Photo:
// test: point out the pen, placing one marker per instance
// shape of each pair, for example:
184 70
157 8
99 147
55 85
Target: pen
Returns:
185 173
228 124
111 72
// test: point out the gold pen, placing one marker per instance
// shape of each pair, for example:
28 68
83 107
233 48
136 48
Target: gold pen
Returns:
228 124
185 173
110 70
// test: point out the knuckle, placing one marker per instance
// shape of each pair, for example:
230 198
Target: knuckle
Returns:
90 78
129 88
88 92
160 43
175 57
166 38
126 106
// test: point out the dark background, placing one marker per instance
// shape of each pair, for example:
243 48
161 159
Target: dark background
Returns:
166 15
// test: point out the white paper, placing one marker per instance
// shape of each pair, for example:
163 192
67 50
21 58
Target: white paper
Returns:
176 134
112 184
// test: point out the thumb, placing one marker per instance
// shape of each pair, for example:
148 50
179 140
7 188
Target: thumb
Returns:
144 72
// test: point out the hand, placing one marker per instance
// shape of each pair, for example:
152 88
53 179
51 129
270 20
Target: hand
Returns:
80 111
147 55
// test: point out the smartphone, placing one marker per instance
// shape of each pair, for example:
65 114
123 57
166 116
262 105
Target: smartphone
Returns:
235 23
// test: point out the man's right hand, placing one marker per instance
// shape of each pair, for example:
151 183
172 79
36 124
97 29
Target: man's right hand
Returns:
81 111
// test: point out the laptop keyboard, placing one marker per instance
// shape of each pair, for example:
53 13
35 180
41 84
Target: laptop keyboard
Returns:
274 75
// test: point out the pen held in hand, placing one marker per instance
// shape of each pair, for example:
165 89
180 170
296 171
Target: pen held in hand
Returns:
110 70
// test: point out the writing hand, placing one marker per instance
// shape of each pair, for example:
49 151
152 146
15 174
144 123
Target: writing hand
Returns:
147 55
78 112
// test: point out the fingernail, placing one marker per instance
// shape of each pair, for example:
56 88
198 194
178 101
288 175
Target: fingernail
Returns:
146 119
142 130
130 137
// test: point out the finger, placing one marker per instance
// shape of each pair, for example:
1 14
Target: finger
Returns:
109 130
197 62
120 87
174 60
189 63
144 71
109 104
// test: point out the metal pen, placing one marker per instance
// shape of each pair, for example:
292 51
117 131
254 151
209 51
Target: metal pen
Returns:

WORK INSTRUCTIONS: Would you please reproduce all of the lines above exactly?

WRITTEN ANSWER:
Photo:
// test: point out the pen, placing one marker per instance
// shape of each pair, for example:
184 70
157 8
99 147
55 85
Target: pen
Returns:
185 173
228 124
111 72
// test: point out the gold pen, placing one marker per instance
// shape of each pair, for example:
28 68
83 107
233 48
136 48
Target: gold pen
Returns:
228 124
185 173
110 70
// test: point out the knuckle, placing one marker per instance
// shape of each pair, for example:
230 198
Target: knuckle
Returns:
90 78
129 88
88 92
160 43
175 57
166 38
126 106
// test: point out the dark background, placing one marker per instance
// shape of each pair, for example:
243 48
161 159
Target: dark background
Returns:
166 15
// test: point out the white paper, placing one marker per instance
// shape of each pair, for example:
163 192
67 50
21 58
Target: white paper
Returns:
176 134
112 184
// test: point out the thumb, placing one marker per instance
// shape of each pair, for example:
148 50
179 140
7 188
Target: thumb
Returns:
144 72
// test: point out the hand, placing one marker per instance
// shape of each pair, for example:
152 88
53 179
51 129
270 20
Target: hand
Returns:
80 111
147 55
// test: point out the smartphone, placing one marker per instance
// shape of each pair, for example:
65 114
123 57
166 116
262 105
Target: smartphone
Returns:
235 23
// test: point out the man's right hand, placing one marker per instance
// shape of each pair, for example:
151 183
172 79
36 124
97 29
Target: man's right hand
Returns:
81 111
// test: point out the laptop keyboard, placing one marker per instance
// shape of each pair, for example:
53 13
35 180
41 84
Target: laptop keyboard
Returns:
274 75
// test: point out the pen held in hand, placing one marker per instance
// shape of each pair, for example:
165 89
180 170
296 171
Target: pen held in hand
Returns:
110 70
// test: point out the writing hand, placing one marker per instance
// shape of each pair, for example:
49 151
152 146
15 174
144 123
Target: writing hand
Returns:
147 55
78 112
// test: point out the fingernail, placing one marker per instance
// shape of each pair, for example:
56 88
198 194
178 101
288 175
Target: fingernail
Returns:
146 119
142 130
130 137
// test: point out the finger, placing one marker per instance
// shape of each pair, for example:
1 14
Target: finger
Returns:
109 130
197 62
120 87
174 60
189 63
144 71
109 104
// test: point out the metal pen, placing one marker per instance
// shape of each pair, for example:
292 51
117 131
254 151
209 51
Target: metal pen
Returns:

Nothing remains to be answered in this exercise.